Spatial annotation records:
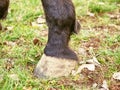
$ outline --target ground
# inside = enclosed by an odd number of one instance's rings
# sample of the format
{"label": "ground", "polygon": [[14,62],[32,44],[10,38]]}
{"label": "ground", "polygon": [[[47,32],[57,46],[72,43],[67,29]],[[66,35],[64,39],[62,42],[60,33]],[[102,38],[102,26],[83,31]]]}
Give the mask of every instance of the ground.
{"label": "ground", "polygon": [[[73,0],[81,31],[72,35],[70,47],[79,62],[96,57],[101,72],[40,80],[33,70],[47,42],[47,26],[40,0],[10,0],[9,14],[0,31],[0,90],[93,90],[106,80],[110,90],[119,90],[112,75],[120,71],[120,0]],[[96,89],[95,89],[96,90]]]}

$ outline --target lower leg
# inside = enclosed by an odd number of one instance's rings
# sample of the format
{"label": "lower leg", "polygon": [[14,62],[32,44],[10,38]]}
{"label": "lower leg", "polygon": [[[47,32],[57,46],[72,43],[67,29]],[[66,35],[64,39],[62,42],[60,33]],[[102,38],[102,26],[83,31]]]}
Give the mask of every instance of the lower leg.
{"label": "lower leg", "polygon": [[77,65],[77,55],[68,47],[75,32],[75,10],[71,0],[42,0],[48,24],[48,42],[38,62],[37,77],[68,76]]}

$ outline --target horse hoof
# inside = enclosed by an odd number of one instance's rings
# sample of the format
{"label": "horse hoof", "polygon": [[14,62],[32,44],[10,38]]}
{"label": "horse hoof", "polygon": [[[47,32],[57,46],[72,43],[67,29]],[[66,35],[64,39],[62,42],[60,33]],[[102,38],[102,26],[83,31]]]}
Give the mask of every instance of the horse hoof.
{"label": "horse hoof", "polygon": [[34,70],[34,75],[38,78],[68,76],[77,64],[76,60],[61,59],[43,54]]}

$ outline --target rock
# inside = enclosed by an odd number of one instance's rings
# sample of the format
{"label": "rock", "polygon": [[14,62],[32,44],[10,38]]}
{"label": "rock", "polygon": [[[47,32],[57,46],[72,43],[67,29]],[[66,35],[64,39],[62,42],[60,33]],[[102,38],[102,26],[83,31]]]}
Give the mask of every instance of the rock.
{"label": "rock", "polygon": [[120,81],[120,72],[116,72],[113,74],[113,79]]}

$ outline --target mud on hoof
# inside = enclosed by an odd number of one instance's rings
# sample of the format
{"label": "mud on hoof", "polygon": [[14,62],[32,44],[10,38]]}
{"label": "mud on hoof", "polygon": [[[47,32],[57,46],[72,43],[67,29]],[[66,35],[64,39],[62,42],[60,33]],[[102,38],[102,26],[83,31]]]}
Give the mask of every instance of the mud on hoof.
{"label": "mud on hoof", "polygon": [[76,66],[76,60],[60,59],[43,54],[34,70],[34,75],[38,78],[68,76]]}

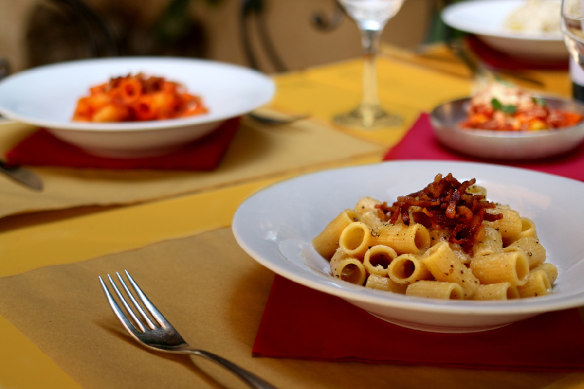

TASK PROMPT:
Convert every line of the entries above into a Markdown table with the columns Row and Line, numbering the rows and omitting blank lines. Leave the pictures out of the table.

OUTPUT OF THE TASK:
| Row | Line |
|---|---|
| 1 | $ outline --target ground |
| 2 | # inside = enclosed by an odd number of one instance's rings |
| 3 | # sample of the format |
| 4 | {"label": "ground", "polygon": [[14,62],[32,44],[10,38]]} |
| 5 | {"label": "ground", "polygon": [[[47,32],[57,46],[72,43],[67,29]],[[66,35],[64,39],[62,42],[60,33]],[[102,38],[102,26],[83,31]]]} |
| 6 | Give the mask of every instance of the ground. |
| 7 | {"label": "ground", "polygon": [[[73,0],[81,31],[72,35],[70,47],[79,62],[96,57],[101,72],[40,80],[33,70],[47,42],[47,26],[40,0],[10,0],[9,14],[0,31],[0,90],[93,90],[106,80],[110,90],[119,90],[112,75],[120,71],[120,0]],[[96,89],[95,89],[96,90]]]} |
| 8 | $ outline --target lower leg |
| 9 | # inside = enclosed by an odd number of one instance's rings |
| 10 | # sample of the format |
| 11 | {"label": "lower leg", "polygon": [[14,62],[32,44],[10,38]]} |
| 12 | {"label": "lower leg", "polygon": [[[47,32],[57,46],[72,43],[67,29]],[[66,35],[64,39],[62,42],[60,33]],[[102,38],[102,26],[83,31]]]} |
| 13 | Give the mask of every instance of the lower leg. |
| 14 | {"label": "lower leg", "polygon": [[77,65],[77,55],[68,47],[75,32],[75,10],[71,0],[42,0],[48,24],[48,42],[38,62],[37,77],[68,76]]} |
| 15 | $ outline --target horse hoof |
| 16 | # inside = enclosed by an odd number of one instance's rings |
| 17 | # sample of the format |
| 18 | {"label": "horse hoof", "polygon": [[14,62],[32,44],[10,38]]} |
| 19 | {"label": "horse hoof", "polygon": [[[47,32],[57,46],[72,43],[67,29]],[[66,35],[64,39],[62,42],[60,33]],[[102,38],[102,26],[83,31]]]} |
| 20 | Give the mask of every instance of the horse hoof. |
| 21 | {"label": "horse hoof", "polygon": [[34,70],[34,75],[38,78],[68,76],[77,64],[76,60],[61,59],[43,54]]} |
| 22 | $ outline --target rock |
| 23 | # inside = enclosed by an odd number of one instance's rings |
| 24 | # sample of the format |
| 25 | {"label": "rock", "polygon": [[14,62],[32,44],[10,38]]} |
| 26 | {"label": "rock", "polygon": [[[47,32],[57,46],[72,43],[67,29]],[[66,35],[64,39],[62,42],[60,33]],[[102,38],[102,26],[83,31]]]} |
| 27 | Give the mask of every instance of the rock. |
| 28 | {"label": "rock", "polygon": [[120,81],[120,72],[116,72],[113,74],[113,79]]} |
| 29 | $ outline --target mud on hoof |
| 30 | # inside = enclosed by an odd number of one instance's rings |
| 31 | # sample of the format |
| 32 | {"label": "mud on hoof", "polygon": [[14,62],[32,44],[10,38]]} |
| 33 | {"label": "mud on hoof", "polygon": [[[47,32],[57,46],[72,43],[67,29]],[[66,35],[64,39],[62,42],[60,33]],[[102,38],[102,26],[83,31]]]} |
| 34 | Give the mask of every instance of the mud on hoof. |
| 35 | {"label": "mud on hoof", "polygon": [[76,66],[76,60],[60,59],[43,54],[34,70],[34,75],[38,78],[68,76]]} |